Evidences and Departure to a New
Theory
Evidences of re-intermediation are in plenty. There are, however, other related changes
in the market, such as in the emergence of a novel framework of liability (Valimaki &
Martikainen, 2001), or the emergence of new relationships between the wholesaler and
the retailer (Nettesine & Rudi, 2000), or in offerings of greatly dispersed prices (Pan,
Ratchford & Shankar, 2001). Several databased searches and research on price offerings
on the electronic commerce have shown that prices offered on Internet are often not lower
than other modes of retail sales. Internet pricing has shown personalized effects based
on quality differentiation and on personalized offerings. Ecom offerings have been
compared to mass customization (Wind & Rangaswamy, 2000), necessitating the spawn-
ing of very large number of novel intermediaries. Technology has allowed firms to
identify and track customers, on the online stores as also on Web sites. Firms now can
create individual consumer profiles matched by all other relevant information on choices,

demographics, cultures, and preferences. Internet retailers can deploy complex pricebots
and can effectively discriminate price offers based on such profiles of preferences, etc.

(Point annotation dataset entries)
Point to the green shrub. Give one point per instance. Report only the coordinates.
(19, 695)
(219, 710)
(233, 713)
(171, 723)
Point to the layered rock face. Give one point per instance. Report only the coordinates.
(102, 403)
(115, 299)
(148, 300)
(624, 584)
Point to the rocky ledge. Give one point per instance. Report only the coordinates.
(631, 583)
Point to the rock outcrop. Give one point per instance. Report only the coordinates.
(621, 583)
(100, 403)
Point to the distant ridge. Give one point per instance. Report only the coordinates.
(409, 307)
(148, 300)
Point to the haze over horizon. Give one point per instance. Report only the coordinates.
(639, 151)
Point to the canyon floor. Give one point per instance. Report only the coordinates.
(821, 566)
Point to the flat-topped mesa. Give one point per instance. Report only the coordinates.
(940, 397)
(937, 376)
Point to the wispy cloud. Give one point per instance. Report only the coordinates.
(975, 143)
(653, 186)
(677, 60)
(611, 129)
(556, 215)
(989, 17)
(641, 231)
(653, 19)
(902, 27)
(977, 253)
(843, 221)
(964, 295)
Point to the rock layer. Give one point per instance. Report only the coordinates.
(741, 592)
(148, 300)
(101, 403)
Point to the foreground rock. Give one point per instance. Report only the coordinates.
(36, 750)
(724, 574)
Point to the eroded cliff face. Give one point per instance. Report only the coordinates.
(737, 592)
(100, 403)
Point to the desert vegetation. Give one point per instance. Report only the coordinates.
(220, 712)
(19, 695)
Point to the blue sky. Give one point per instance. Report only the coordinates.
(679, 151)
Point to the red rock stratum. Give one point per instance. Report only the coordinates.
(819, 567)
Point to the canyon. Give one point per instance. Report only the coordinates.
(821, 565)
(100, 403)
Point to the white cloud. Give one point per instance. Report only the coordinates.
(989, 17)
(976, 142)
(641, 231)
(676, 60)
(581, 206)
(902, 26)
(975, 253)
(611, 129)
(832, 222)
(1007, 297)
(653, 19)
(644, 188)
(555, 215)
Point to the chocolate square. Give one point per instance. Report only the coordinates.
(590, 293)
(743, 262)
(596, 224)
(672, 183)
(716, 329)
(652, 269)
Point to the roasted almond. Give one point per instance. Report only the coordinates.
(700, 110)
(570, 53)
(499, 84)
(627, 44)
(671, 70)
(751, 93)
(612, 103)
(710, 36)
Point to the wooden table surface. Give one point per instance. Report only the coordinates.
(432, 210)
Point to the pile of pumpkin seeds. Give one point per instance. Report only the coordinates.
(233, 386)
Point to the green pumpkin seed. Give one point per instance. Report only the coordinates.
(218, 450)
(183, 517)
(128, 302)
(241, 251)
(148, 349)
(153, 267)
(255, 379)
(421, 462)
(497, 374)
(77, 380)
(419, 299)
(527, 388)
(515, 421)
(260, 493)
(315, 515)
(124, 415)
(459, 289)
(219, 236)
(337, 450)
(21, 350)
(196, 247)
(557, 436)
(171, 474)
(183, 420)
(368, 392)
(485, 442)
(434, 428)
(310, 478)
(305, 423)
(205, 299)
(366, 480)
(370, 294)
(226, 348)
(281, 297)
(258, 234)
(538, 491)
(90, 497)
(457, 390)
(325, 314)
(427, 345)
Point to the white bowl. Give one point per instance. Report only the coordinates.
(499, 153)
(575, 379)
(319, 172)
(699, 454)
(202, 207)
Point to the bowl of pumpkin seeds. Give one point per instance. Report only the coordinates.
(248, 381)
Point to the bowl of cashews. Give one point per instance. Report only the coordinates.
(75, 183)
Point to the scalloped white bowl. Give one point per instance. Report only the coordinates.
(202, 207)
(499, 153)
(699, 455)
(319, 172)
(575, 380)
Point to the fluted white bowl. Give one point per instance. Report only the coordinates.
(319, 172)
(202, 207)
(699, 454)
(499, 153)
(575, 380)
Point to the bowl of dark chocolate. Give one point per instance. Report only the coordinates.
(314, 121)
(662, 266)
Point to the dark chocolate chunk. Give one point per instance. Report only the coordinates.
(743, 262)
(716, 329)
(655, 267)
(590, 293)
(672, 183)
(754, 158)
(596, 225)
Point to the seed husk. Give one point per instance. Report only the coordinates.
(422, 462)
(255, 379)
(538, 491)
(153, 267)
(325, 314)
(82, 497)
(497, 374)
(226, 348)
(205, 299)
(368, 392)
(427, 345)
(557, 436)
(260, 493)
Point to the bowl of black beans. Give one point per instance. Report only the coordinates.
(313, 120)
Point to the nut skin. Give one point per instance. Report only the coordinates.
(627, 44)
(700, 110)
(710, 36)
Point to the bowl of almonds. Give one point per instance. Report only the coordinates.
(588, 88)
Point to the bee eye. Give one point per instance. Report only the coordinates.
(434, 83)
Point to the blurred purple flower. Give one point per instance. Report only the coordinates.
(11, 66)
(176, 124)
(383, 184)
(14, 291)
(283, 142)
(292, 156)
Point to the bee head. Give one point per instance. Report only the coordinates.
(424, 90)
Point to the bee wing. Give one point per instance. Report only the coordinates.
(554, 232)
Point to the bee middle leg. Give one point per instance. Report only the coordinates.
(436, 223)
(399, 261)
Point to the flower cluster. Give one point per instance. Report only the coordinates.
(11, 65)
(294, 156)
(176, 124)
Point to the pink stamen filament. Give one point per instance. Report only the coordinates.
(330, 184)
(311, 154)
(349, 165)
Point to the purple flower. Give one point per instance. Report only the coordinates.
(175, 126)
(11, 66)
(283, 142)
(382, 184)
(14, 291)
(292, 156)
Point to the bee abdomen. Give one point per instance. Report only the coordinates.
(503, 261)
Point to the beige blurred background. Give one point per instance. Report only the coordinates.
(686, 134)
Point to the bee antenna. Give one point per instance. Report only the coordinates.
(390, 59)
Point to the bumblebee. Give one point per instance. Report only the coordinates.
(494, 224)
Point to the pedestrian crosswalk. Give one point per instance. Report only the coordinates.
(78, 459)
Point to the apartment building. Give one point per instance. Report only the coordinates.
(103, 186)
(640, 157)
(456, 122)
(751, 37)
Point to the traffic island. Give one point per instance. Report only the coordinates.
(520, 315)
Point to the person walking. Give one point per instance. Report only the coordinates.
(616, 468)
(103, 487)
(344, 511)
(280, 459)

# What is asked
a: According to the passage on re-intermediation, what have database searches and research on electronic commerce price offerings shown about prices offered on the Internet?
b: Find every line in the entries that contains the string "cloud", and copy each such line in full.

# The responses
a: They have shown that prices offered on the Internet are often not lower than those of other modes of retail sales.

b:
Point to the wispy cloud. Give one point per instance. Report only the coordinates.
Point to the white cloud. Give one point per instance. Report only the coordinates.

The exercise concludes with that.